- Task to complete -
Reproduce all of the material below, swapping each "Target" for "Object" and leaving every other character unchanged.

- Material supplied -
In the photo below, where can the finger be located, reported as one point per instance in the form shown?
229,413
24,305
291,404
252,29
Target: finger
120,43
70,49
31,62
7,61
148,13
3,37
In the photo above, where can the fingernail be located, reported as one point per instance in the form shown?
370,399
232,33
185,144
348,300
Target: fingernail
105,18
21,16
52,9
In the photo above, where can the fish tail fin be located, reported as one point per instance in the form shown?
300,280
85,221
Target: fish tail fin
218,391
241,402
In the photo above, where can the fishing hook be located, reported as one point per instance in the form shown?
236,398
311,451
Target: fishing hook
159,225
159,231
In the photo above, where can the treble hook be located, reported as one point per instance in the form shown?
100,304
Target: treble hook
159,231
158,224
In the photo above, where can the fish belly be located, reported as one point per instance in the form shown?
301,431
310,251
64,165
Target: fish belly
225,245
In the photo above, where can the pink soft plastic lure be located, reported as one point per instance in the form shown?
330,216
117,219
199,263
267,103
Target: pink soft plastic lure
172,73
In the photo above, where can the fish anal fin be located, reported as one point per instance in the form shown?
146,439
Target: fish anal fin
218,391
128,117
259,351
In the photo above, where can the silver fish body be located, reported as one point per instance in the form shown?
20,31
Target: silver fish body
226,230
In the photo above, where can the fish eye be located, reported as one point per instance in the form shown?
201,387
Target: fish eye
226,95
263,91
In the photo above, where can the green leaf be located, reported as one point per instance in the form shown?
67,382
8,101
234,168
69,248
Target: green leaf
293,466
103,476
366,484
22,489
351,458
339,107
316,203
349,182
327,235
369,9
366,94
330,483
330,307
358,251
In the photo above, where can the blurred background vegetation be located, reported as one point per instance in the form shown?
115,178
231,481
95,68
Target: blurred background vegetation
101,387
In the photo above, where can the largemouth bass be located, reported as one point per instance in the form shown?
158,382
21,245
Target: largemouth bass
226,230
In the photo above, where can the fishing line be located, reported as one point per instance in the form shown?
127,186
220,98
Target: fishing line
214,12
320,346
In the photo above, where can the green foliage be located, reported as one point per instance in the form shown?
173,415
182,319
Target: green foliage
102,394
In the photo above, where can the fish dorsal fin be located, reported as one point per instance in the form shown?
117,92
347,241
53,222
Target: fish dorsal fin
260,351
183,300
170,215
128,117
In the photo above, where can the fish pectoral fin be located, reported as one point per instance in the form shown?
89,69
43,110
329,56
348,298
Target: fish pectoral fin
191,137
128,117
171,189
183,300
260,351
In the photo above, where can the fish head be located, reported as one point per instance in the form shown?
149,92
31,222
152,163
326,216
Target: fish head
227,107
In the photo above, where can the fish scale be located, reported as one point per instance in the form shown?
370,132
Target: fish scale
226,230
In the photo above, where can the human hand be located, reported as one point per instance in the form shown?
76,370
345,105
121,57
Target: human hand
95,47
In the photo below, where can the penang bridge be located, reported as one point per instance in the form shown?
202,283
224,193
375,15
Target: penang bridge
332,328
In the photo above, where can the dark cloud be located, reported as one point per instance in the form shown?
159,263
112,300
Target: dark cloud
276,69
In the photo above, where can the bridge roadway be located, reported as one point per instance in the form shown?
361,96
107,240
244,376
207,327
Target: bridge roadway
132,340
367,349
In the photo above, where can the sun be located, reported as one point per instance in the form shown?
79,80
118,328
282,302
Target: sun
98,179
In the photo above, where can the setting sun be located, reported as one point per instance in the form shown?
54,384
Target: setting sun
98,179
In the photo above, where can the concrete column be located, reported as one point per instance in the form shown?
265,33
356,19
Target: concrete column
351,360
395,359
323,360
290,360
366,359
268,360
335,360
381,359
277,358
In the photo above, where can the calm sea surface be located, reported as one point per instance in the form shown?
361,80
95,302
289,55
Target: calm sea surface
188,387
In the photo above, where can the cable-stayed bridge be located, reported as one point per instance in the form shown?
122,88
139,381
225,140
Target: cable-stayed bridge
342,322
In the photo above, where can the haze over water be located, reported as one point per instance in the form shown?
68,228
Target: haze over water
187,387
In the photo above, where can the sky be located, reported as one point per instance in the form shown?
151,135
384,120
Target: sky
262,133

- Complete response -
In the photo below, where can the finger be located, reported as one point per instance in the form shown?
229,413
24,305
291,404
252,29
Object: finger
120,43
70,49
31,62
7,61
148,13
3,37
In the photo above, where can the fingernail be located, reported as one point per instance in the form shown?
370,399
232,33
185,144
348,300
Object: fingernail
105,18
21,16
52,9
In the photo above, where can the fish tail fin be located, reported as one point per instance in the form shown?
300,280
85,221
Object: fish tail fin
218,391
241,402
In the photo above, where can the fishing hook be located, reported as one point per instance in the form shown?
236,398
311,451
Object: fishing hook
159,225
159,231
In the photo above, where can the treble hook be located, reported as one point per instance in the form shown?
100,304
Object: treble hook
159,231
158,224
In the photo above, where can the fish belly be located, reported as one point per instance in the form shown?
301,431
310,251
64,165
Object: fish belly
225,245
In the photo above, where can the pink soft plastic lure be located, reported as one point per instance in the form shown?
330,216
117,219
199,263
267,103
Object: pink soft plastic lure
172,73
In the photo above, where can the fish anal fin be located, reported as one point per instance in the form shown?
146,439
Object: fish anal fin
218,391
128,117
259,351
In the photo above, where can the silver fish body be located, reported as one point per instance in the form shown?
20,31
Object: silver fish body
226,230
In the photo above, where can the fish eye be located, reported as one point per instance in the form shown?
201,387
Object: fish eye
226,95
263,91
In the photo above, where can the green leaf be located, reported as one point per instance in the form shown?
67,382
8,101
234,168
69,248
Object: green leaf
293,466
103,476
366,484
22,489
351,458
339,107
316,203
349,182
327,235
369,9
366,94
330,483
330,307
358,251
In the photo above, where can the blurred background vegetation be located, reported as one point per instance in the form shown?
115,178
231,481
95,68
Object: blurred background vegetation
101,387
In the photo above, where can the largemouth bass be located, reported as one point per instance in the form shown?
158,382
21,245
Object: largemouth bass
226,230
In the photo above, where can the fishing line be located, reported as one point per instance in the form shown?
127,186
220,98
Object: fishing line
214,12
320,346
In the photo above, where can the green foliage be located, reported as one point per instance in the form shown?
173,415
182,319
Object: green foliage
102,394
In the photo above, where can the fish dorsal fin be located, reported as one point per instance in the form shown?
117,92
347,241
53,222
Object: fish dorsal fin
260,351
183,300
170,215
128,117
In the photo above, where can the fish pectoral fin be located, reported as one point per instance in the form shown?
89,69
43,110
329,56
348,298
Object: fish pectoral fin
191,137
128,117
171,189
183,300
260,351
In the photo above, where can the fish head be located, reported as one point per instance in the form shown?
149,92
31,222
152,163
326,216
Object: fish head
227,107
In the photo above, where can the fish scale be located, reported as one point per instance in the form shown?
370,132
Object: fish scale
226,230
In the photo above, where can the human hand be located, reported as one point per instance in the form shown?
76,370
345,105
121,57
Object: human hand
95,47
In the photo below, where can the penang bridge be located, reported as one point per instance in the form shown?
202,283
224,193
375,15
Object: penang bridge
332,328
In the photo above, where can the dark cloud be located, reported as one point per instance in the form shown?
159,263
112,300
Object: dark cloud
276,69
In the photo above, where can the bridge roadway be located, reported as one point per instance in the form shown?
361,96
107,240
244,376
207,327
Object: bridge roadway
132,340
367,349
In the photo above, where can the sun be located, reported as one point per instance in the form shown?
79,80
118,328
282,302
Object: sun
98,179
In the photo above, where can the setting sun be located, reported as one point per instance in the form shown?
54,384
Object: setting sun
98,179
In the photo above, where can the concrete column be located, reported as one point per instance in the form shown?
265,33
356,19
Object: concrete column
351,360
395,359
323,360
290,360
366,359
268,360
335,360
381,359
277,358
In the photo above, where can the calm sea surface be located, reported as one point per instance in the form shown?
361,80
95,302
289,55
Object: calm sea surface
188,387
In the photo above, where can the cable-stayed bridge be located, reported as one point per instance in the form shown?
122,88
139,381
225,140
Object: cable-stayed bridge
342,322
In the photo above, where can the haze over water be located, reported as one point per instance in the form shown?
68,228
Object: haze over water
187,387
In the photo above, where can the sky be located, reported as one point per instance in the form shown?
151,135
384,120
Object: sky
262,133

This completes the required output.